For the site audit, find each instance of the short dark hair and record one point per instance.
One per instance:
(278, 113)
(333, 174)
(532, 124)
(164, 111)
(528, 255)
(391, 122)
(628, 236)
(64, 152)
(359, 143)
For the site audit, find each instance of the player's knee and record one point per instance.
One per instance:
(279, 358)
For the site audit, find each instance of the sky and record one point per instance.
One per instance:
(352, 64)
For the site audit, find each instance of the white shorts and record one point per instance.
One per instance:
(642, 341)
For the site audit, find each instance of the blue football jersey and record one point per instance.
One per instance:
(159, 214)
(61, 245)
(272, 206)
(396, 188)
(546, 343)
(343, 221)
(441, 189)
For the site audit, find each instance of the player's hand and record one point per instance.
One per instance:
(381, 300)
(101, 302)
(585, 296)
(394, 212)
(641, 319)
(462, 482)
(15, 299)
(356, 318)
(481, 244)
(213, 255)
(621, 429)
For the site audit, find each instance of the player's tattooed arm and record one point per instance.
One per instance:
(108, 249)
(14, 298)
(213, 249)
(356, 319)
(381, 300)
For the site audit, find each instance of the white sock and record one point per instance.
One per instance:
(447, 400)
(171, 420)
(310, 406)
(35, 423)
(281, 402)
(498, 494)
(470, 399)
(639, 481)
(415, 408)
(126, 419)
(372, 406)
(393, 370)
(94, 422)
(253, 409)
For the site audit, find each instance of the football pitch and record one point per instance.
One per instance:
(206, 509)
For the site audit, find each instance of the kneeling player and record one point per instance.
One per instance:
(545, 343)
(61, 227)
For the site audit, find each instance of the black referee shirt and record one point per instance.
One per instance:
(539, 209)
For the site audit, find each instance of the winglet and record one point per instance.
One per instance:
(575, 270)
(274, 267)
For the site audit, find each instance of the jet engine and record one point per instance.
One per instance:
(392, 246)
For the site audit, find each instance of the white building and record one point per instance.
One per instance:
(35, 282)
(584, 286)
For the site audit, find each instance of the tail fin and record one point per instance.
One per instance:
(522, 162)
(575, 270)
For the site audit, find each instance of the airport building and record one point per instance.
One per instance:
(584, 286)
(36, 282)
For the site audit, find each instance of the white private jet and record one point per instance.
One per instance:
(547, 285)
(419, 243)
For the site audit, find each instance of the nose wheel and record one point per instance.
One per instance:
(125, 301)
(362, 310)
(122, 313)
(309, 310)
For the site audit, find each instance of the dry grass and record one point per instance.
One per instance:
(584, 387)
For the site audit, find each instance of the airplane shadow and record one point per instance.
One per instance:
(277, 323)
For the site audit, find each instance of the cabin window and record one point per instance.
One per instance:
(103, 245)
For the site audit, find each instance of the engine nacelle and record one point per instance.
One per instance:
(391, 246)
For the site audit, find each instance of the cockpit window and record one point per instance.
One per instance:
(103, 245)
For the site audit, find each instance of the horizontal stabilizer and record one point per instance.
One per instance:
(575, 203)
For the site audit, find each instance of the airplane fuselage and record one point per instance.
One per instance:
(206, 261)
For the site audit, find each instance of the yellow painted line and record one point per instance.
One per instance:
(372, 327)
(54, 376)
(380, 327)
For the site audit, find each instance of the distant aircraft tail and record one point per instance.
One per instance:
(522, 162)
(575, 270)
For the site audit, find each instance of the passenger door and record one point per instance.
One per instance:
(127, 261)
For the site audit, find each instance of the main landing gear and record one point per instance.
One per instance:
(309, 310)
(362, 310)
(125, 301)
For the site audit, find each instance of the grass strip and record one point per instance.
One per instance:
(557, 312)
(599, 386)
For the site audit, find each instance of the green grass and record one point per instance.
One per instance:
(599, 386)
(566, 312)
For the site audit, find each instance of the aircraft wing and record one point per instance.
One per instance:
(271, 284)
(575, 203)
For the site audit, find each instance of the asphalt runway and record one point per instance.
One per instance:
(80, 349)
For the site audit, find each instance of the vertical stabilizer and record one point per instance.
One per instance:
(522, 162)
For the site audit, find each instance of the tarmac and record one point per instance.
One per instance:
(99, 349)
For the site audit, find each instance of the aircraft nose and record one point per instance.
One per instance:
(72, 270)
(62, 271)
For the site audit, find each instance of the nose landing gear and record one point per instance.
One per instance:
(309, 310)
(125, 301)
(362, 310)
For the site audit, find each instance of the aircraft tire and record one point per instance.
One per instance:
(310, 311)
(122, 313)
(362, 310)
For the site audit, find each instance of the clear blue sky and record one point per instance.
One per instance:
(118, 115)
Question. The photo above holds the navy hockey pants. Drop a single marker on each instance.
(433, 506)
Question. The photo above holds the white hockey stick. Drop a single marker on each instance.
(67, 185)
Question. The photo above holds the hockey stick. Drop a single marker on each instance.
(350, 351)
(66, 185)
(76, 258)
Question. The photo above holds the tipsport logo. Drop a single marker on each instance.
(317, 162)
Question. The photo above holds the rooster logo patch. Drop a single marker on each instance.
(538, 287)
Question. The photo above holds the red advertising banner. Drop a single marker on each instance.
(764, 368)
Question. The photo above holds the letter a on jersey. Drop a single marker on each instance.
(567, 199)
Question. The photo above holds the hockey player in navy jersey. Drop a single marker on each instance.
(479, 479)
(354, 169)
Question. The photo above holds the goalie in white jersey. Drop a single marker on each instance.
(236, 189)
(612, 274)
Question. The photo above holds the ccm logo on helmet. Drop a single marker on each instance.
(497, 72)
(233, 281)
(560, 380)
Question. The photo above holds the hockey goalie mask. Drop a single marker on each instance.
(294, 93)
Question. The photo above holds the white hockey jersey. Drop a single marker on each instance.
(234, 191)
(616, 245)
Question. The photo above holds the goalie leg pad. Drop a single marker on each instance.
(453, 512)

▶ _WORK REQUIRED_:
Going through the data above, return each line with the word "window".

▶ _ANSWER FOR THIS EXERCISE_:
For the site audit, find each instance of the cabin window and record one point per instance.
For the site audit, find each instance of the cockpit window and record one point per instance.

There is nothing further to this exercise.